Record set:
[START]

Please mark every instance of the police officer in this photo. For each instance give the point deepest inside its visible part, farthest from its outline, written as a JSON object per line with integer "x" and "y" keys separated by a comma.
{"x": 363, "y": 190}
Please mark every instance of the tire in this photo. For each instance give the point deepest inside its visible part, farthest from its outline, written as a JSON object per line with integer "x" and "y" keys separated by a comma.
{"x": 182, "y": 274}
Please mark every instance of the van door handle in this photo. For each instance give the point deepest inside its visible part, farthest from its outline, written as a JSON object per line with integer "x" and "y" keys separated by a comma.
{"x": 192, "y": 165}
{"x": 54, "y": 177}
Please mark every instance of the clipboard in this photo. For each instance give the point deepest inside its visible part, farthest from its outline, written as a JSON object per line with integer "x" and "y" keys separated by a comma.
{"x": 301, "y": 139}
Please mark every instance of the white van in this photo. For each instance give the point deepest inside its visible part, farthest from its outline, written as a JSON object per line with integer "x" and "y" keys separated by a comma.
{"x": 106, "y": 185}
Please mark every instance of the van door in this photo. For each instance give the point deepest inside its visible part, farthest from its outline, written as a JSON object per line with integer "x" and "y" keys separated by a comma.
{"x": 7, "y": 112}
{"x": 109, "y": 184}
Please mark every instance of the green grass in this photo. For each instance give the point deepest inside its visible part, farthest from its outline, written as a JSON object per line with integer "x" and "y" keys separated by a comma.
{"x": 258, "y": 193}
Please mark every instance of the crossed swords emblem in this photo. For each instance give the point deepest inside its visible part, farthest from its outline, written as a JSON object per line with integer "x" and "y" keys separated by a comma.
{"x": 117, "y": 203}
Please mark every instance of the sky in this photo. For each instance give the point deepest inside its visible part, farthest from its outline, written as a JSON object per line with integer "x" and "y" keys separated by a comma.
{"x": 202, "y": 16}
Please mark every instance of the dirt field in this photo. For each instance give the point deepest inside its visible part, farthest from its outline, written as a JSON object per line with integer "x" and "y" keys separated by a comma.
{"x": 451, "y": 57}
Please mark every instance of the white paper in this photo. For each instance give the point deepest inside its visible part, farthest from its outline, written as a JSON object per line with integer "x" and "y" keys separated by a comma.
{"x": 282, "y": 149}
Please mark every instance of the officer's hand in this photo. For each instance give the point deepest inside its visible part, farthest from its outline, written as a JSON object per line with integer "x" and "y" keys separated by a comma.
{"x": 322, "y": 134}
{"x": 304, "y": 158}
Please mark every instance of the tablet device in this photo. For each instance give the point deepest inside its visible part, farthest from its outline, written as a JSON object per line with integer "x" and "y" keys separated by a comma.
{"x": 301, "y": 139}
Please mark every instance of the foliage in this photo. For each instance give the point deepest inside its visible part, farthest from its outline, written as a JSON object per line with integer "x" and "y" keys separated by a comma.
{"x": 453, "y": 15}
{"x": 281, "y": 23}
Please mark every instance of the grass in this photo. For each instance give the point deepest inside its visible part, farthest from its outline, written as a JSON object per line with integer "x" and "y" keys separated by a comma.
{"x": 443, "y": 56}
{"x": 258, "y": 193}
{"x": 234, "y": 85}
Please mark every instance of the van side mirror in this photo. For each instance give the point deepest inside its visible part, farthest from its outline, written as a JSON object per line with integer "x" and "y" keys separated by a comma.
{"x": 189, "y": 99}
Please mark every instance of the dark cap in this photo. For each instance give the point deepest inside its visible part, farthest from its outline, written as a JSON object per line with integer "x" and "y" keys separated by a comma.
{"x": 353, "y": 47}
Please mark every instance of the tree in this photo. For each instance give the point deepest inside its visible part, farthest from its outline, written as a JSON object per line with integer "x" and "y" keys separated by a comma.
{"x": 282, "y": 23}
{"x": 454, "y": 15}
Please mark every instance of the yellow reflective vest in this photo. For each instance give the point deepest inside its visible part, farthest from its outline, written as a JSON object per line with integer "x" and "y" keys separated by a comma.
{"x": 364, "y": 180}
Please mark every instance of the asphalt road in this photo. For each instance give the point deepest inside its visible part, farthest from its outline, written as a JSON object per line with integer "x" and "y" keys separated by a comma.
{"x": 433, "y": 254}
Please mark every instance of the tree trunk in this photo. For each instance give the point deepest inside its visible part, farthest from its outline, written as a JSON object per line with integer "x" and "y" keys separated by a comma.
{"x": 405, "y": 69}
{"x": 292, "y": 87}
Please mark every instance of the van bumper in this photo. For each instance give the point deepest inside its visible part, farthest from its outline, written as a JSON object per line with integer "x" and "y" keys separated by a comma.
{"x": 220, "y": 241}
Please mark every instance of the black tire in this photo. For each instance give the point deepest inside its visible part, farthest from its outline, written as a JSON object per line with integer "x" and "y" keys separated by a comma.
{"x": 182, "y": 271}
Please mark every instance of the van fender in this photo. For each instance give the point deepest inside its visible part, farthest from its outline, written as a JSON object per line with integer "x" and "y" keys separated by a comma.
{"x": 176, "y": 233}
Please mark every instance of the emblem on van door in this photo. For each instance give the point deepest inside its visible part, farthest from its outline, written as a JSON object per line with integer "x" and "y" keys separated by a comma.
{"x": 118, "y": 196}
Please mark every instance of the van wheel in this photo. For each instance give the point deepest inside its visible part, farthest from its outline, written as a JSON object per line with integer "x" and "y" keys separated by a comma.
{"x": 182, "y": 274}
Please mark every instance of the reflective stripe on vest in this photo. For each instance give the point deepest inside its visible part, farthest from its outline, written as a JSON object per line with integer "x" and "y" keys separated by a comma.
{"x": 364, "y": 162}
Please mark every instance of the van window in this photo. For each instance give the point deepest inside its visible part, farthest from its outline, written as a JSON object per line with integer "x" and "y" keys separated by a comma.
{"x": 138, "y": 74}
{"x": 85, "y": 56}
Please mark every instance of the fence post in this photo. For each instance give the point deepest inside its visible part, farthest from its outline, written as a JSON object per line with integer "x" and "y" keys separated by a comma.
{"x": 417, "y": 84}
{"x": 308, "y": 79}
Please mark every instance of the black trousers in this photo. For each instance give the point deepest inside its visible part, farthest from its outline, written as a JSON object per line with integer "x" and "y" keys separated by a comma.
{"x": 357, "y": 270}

[END]

Exercise task: Can you quote exactly the lines from the one containing "Please mark every instance of the emblem" through the last line of the records above, and nothing else?

Finished task:
Please mark every instance of the emblem on van door in this photo. For each instance give the point deepest inside its visible part, farthest from its outline, written as a JSON object per line with integer "x" and "y" keys separated by a comma.
{"x": 118, "y": 196}
Please mark every instance of the van wheel in this photo. For each instance give the point deepest inside its visible part, farthest from its outline, written as a JSON object per line with integer "x" and "y" keys separated by a comma.
{"x": 182, "y": 274}
Please mark every instance of the reflective stripe on vest in this photo. For each instance give the point deepest inside its visible part, farthest from its outline, written as a JSON object per line with integer "x" and "y" keys separated by a comma.
{"x": 364, "y": 162}
Please mark every instance of the van window in this photo. For each instance give the point deepest inside its visible part, farthest from its outline, written as a JSON object per line with integer "x" and "y" keys separated by a comma.
{"x": 138, "y": 74}
{"x": 85, "y": 56}
Please mark every instance of the fence post in this photo. For each instance give the point deepest inside its visible part, farthest from its outline, written as a JSON object per line with integer "x" and "y" keys separated by a comma.
{"x": 417, "y": 84}
{"x": 308, "y": 79}
Please mark every instance of the black trousers in this photo. For each instance give the point deepest inside its visible part, farthest from its outline, written as a JSON object per line with integer "x" and "y" keys separated by a comma.
{"x": 357, "y": 270}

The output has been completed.